§ **Excerpted text**
▬▬▬

Shea responded with characteristic defiance, writing on Facebook late Thursday: “Like we are seeing with our President this is a sham investigation meant to silence those of us who stand up against attempts to disarm and destroy our great country. I will not back down, I will not give in, I will not resign. Stand strong fellow Patriots.”

The House hired the Rampart Group, a Seattle firm headed by a former FBI agent, to conduct the investigation in July. The probe involved interviews with more than two dozen witnesses and drew on troves of documentary evidence, including private texts and emails that have been leaked by Jay Pounder, a former Shea confidant and bodyguard.

The report largely corroborates previous news stories about Shea’s involvement in the far-right “patriot” movement, his preoccupation with military-style prepping and reconnaissance, his belief in an imminent civil war and government collapse, his conspiracy theories about Muslims and liberals and his dream of achieving a Christian theocracy.

But the report also reveals new details about Shea’s involvement in standoffs with federal agents in Nevada, Oregon and Idaho, and it offers an official determination that Shea has sought to intimidate political opponents and condoned acts of violence by his supporters.

In the days leading up to the 2016 occupation of the Malheur National Wildlife Refuge, the investigation found, Shea was among a group of state officials who participated in several “preplanning” phone calls with Nevada rancher Ammon Bundy. Shea was operating as chairman of the Coalition of Western States, or COWS, a group that included lawmakers from several other states, including Idaho state Rep. Heather Scott.

The report also describes how Shea “authored and circulated an operations plan” for militia members to use during the standoff and how he sent one of his most trusted associates, Anthony Bosworth, to participate.

The Malheur standoff ostensibly began as a protest of the criminal sentencings of two ranchers who had been convicted of intentionally setting fires on public land. The 41-day standoff ended only after dozens of protesters were arrested and one, LaVoy Finicum, was shot and killed.

“The action was portrayed as a spontaneous act, but this investigation has obtained information that the armed takeover was meticulously planned in December 2015 by conspirators that included Representative Shea,” the report states.

That’s contrary to Shea’s previous characterizations of his involvement in the standoff. He told the Legislative Ethics Board in 2016 that his visit to the refuge was merely a “fact-finding” mission aimed at ensuring a “peaceful” resolution.

The report also details Shea’s involvement in the 2014 occupation of federal land near Bunkerville, Nevada, which began after Ammon Bundy’s father, Cliven, refused to pay cattle grazing fees. And it reveals that Shea took part in a third armed confrontation in Priest River, Idaho, in August 2015, which has not been widely reported.

▬▬▬

(Entries from a dataset)

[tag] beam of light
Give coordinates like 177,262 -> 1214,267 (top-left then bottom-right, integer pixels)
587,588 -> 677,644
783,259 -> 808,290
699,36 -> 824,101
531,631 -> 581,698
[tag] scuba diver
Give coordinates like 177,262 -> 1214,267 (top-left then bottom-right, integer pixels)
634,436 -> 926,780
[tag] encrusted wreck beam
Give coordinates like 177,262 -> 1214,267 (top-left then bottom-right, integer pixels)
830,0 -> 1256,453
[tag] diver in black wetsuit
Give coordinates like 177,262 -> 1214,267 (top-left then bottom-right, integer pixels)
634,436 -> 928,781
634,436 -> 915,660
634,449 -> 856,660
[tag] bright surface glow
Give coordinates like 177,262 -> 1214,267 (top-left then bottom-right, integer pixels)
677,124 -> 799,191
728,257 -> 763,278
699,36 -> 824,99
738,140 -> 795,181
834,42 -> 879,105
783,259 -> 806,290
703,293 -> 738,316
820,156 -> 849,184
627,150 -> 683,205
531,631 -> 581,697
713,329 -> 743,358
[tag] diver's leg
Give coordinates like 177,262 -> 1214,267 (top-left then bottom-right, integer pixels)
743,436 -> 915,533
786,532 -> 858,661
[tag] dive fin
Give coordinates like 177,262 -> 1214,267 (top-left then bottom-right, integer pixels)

▬▬▬

§ **Challenges**
1 > Repeat word for word the part of the article about the Shea investigation that opens with the words containing "The report also details" and closes with "been widely reported.".
2 > In the article about the Shea investigation, what firm did the House hire in July to conduct the investigation?
Nothing in the listing is needed.

§ **Exercise solutions**
1 >
The report also details Shea’s involvement in the 2014 occupation of federal land near Bunkerville, Nevada, which began after Ammon Bundy’s father, Cliven, refused to pay cattle grazing fees. And it reveals that Shea took part in a third armed confrontation in Priest River, Idaho, in August 2015, which has not been widely reported.

2 > The Rampart Group, a Seattle firm headed by a former FBI agent.